## Task goal
Each line from the one containing "the suit collar." to the end of the records should be copied exactly, and no other line.

## Saved entries
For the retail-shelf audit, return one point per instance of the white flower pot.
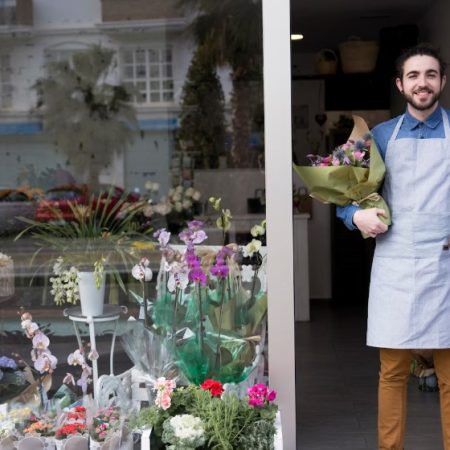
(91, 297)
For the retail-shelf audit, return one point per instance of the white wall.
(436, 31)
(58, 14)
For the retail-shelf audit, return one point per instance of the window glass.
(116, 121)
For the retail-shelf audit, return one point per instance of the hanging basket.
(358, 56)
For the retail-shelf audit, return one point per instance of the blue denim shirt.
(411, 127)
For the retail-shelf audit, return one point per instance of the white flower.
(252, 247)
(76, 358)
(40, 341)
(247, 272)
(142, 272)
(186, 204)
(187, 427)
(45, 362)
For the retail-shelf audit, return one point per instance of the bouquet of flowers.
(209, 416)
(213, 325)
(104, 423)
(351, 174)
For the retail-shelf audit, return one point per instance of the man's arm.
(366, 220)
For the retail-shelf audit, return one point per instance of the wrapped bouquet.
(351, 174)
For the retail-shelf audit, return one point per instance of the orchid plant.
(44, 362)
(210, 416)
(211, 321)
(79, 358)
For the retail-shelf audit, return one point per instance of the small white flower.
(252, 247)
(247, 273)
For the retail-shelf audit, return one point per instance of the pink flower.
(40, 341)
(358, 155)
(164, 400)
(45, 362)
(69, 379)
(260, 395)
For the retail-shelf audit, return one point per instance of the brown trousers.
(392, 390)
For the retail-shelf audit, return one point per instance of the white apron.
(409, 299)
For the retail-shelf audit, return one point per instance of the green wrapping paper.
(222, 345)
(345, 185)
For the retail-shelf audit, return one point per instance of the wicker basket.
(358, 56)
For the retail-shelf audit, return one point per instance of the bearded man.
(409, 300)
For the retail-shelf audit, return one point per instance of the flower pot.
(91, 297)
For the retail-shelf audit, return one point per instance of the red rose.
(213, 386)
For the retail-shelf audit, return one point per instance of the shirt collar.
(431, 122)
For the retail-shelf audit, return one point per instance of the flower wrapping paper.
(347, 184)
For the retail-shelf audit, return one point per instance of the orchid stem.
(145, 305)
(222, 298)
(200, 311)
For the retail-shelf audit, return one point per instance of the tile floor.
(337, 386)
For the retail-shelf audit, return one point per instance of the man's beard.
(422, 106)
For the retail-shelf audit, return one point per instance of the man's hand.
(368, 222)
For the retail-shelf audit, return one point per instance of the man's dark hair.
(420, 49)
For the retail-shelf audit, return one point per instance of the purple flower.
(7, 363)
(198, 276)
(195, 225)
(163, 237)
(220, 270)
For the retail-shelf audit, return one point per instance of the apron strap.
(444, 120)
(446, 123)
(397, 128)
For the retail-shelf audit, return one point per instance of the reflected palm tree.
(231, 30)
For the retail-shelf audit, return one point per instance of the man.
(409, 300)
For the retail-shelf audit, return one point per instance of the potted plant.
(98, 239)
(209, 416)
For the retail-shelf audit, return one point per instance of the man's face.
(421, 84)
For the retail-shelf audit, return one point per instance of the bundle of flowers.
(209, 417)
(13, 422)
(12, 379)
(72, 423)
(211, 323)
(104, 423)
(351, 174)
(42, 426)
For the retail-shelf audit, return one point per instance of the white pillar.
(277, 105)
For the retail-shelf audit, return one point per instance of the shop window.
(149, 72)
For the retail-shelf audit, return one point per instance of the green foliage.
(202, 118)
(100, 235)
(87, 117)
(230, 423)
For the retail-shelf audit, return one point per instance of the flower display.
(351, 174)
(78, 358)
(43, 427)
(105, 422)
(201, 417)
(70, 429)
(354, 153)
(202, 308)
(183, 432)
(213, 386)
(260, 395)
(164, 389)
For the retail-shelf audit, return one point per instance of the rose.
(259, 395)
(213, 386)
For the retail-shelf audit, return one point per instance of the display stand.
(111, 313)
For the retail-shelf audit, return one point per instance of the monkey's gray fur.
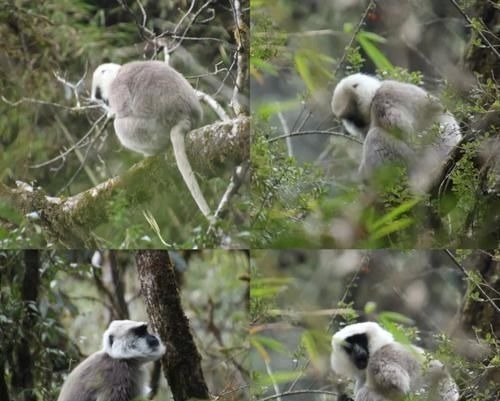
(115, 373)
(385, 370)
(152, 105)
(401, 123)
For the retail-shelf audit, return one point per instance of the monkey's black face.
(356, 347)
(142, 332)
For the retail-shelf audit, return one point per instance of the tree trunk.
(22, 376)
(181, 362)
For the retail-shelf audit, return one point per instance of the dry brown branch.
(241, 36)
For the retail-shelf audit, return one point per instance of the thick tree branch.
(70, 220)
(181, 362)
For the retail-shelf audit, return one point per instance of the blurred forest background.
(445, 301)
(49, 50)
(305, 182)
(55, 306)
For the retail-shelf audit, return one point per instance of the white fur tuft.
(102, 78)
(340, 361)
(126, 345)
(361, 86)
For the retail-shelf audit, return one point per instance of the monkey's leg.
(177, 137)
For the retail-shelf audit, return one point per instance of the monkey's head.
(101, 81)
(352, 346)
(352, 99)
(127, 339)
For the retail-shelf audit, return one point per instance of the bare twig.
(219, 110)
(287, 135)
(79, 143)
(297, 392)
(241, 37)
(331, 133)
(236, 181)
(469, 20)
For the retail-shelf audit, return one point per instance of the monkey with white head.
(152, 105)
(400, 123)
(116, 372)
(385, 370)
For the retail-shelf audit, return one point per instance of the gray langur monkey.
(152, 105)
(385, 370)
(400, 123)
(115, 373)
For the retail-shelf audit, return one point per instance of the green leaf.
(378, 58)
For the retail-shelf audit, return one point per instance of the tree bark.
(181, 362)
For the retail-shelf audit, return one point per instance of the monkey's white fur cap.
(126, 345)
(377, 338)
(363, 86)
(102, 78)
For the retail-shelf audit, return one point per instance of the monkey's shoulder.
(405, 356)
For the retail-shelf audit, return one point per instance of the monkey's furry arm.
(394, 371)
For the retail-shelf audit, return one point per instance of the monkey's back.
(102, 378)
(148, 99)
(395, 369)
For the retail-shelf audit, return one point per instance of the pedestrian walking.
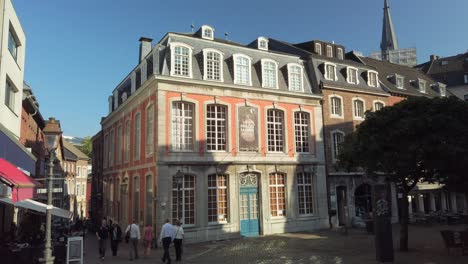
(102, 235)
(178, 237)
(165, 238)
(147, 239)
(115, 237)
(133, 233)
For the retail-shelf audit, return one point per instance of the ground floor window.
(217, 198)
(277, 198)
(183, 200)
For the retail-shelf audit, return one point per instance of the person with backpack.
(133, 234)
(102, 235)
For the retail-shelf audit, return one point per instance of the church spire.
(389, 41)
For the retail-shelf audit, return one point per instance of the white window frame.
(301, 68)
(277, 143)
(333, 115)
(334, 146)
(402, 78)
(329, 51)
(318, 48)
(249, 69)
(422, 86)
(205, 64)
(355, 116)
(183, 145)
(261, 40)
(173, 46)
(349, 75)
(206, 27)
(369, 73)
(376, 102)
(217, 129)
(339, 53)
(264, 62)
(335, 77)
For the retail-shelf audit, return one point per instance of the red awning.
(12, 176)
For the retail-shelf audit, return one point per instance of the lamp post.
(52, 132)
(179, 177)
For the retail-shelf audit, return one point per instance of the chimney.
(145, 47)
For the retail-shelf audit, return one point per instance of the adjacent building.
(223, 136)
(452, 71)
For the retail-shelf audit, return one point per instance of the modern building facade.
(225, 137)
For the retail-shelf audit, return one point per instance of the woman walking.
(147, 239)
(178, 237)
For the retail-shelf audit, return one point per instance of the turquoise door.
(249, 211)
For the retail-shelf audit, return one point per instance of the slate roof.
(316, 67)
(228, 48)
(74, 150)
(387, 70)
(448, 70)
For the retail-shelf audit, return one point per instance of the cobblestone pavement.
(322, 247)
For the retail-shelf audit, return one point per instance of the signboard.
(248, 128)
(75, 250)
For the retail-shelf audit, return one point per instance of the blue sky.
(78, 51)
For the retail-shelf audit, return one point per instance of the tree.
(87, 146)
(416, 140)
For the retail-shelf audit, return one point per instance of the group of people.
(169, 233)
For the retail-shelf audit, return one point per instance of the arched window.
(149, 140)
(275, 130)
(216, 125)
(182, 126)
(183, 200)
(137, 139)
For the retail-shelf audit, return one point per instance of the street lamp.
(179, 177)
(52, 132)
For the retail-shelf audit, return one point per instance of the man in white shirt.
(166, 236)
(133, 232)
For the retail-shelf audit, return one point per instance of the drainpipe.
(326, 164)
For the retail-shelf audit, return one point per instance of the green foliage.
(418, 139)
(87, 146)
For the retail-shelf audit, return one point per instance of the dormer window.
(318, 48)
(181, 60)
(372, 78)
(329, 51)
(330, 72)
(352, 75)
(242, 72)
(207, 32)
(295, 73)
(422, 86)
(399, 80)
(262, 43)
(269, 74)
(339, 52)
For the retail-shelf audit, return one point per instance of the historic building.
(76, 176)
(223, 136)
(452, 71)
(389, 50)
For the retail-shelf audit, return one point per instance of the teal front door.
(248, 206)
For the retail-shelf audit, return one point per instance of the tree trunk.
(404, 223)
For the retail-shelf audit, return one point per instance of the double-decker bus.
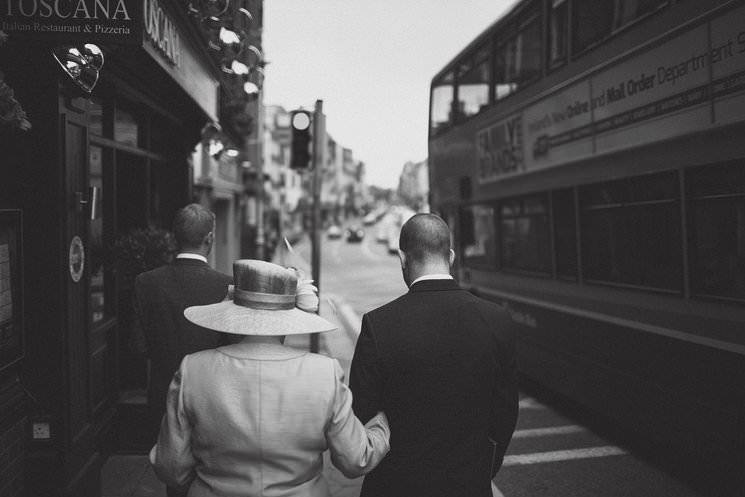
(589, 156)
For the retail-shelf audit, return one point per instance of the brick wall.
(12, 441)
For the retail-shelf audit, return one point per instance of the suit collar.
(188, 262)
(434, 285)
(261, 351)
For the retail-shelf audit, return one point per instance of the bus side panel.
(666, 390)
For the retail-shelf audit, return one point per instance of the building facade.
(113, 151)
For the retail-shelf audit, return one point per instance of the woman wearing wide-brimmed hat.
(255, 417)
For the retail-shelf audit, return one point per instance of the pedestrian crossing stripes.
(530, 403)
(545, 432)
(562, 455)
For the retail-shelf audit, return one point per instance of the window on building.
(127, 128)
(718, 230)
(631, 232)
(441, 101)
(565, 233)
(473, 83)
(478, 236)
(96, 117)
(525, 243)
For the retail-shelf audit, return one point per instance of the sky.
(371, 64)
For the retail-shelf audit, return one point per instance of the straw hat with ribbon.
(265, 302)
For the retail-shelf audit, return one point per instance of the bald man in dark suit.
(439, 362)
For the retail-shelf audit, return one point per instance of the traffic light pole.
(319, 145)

## Response
For the retail-shelf audit, return one point per instance of the suit collar.
(188, 262)
(434, 285)
(261, 351)
For the retail-shelf audit, return one point per instance of the bus side panel.
(666, 390)
For the retail-shelf audit, return one point per instance of the building facade.
(113, 151)
For the retail-shelf audit, return one point per instance of the woman wearing wide-brimmed hat.
(255, 417)
For the retail-shelf audit, return one point per instance of the pedestrian crossing stripes.
(530, 403)
(545, 432)
(562, 455)
For the retail-shelf audit, return one point per instance of the window on building.
(127, 128)
(718, 230)
(631, 232)
(441, 101)
(565, 233)
(473, 83)
(478, 236)
(96, 117)
(525, 243)
For the retail-shelf audit, return one point per instance of the sky.
(371, 64)
For the retail-shelf audit, return one point per instance of the straw hat with ribbon.
(265, 302)
For the retail-shelf audit, return one point per instance of the bald man in dark suit.
(439, 362)
For the retail-shelf audit, return one point per instance of the traffic light pole.
(319, 145)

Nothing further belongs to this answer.